> **PROBLEM TO SOLVE**
Switch every "bounding box" to "enclosing rectangle" in the part of the material that runs from the line containing "Accessibility service: describe where the oven" through its end. Give those lines again with nothing else changed.

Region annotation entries
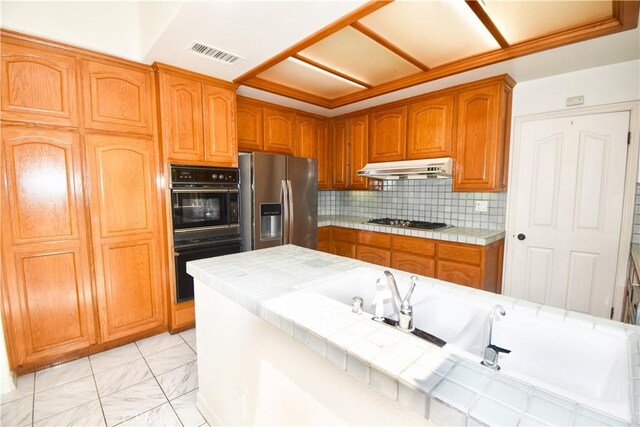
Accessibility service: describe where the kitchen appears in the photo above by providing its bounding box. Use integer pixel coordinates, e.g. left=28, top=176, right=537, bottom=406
left=3, top=3, right=638, bottom=426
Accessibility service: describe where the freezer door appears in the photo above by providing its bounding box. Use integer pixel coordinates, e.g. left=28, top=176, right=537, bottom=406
left=287, top=156, right=318, bottom=249
left=240, top=153, right=286, bottom=251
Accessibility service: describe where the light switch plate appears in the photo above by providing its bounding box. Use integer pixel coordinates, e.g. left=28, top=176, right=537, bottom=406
left=475, top=200, right=489, bottom=212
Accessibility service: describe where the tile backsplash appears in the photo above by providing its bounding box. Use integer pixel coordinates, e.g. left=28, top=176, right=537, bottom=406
left=318, top=179, right=508, bottom=231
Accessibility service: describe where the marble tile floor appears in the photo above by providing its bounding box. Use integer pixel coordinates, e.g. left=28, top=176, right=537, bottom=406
left=0, top=329, right=206, bottom=427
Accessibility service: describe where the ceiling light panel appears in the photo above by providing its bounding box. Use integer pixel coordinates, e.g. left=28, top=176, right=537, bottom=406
left=359, top=0, right=500, bottom=68
left=257, top=58, right=364, bottom=99
left=299, top=27, right=421, bottom=86
left=483, top=0, right=613, bottom=44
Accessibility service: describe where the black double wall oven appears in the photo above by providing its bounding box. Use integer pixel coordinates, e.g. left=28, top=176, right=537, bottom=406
left=171, top=165, right=241, bottom=302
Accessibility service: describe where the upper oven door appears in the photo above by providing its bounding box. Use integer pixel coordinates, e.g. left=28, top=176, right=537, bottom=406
left=171, top=188, right=229, bottom=230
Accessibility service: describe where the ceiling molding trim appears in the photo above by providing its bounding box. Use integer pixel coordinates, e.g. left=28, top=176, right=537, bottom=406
left=351, top=22, right=429, bottom=71
left=465, top=0, right=509, bottom=49
left=291, top=53, right=373, bottom=89
left=233, top=0, right=393, bottom=84
left=242, top=77, right=331, bottom=108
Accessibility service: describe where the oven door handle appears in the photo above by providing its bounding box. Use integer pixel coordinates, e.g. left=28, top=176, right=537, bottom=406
left=171, top=188, right=229, bottom=193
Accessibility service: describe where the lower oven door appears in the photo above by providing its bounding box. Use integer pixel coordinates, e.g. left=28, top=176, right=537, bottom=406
left=174, top=241, right=241, bottom=302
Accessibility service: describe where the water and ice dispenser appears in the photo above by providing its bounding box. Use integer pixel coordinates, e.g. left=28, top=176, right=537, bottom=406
left=260, top=203, right=282, bottom=241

> **FINAL RESULT**
Accessibility service: describe where the oven door handle appears in the photo above by providing its enclosing rectangle. Use integer pixel coordinates, e.g. left=28, top=176, right=537, bottom=406
left=171, top=188, right=229, bottom=193
Accessibility service: describe where the lower oven door appears in the photo above by providing its enclosing rectangle. Use integer pixel coordinates, e.g. left=28, top=176, right=537, bottom=406
left=174, top=241, right=241, bottom=302
Accessibility service: describe where the water and ice dispenser appears in the photo above by providing its enclosing rectangle. Use integer pixel coordinates, e.g. left=28, top=176, right=537, bottom=406
left=260, top=203, right=282, bottom=241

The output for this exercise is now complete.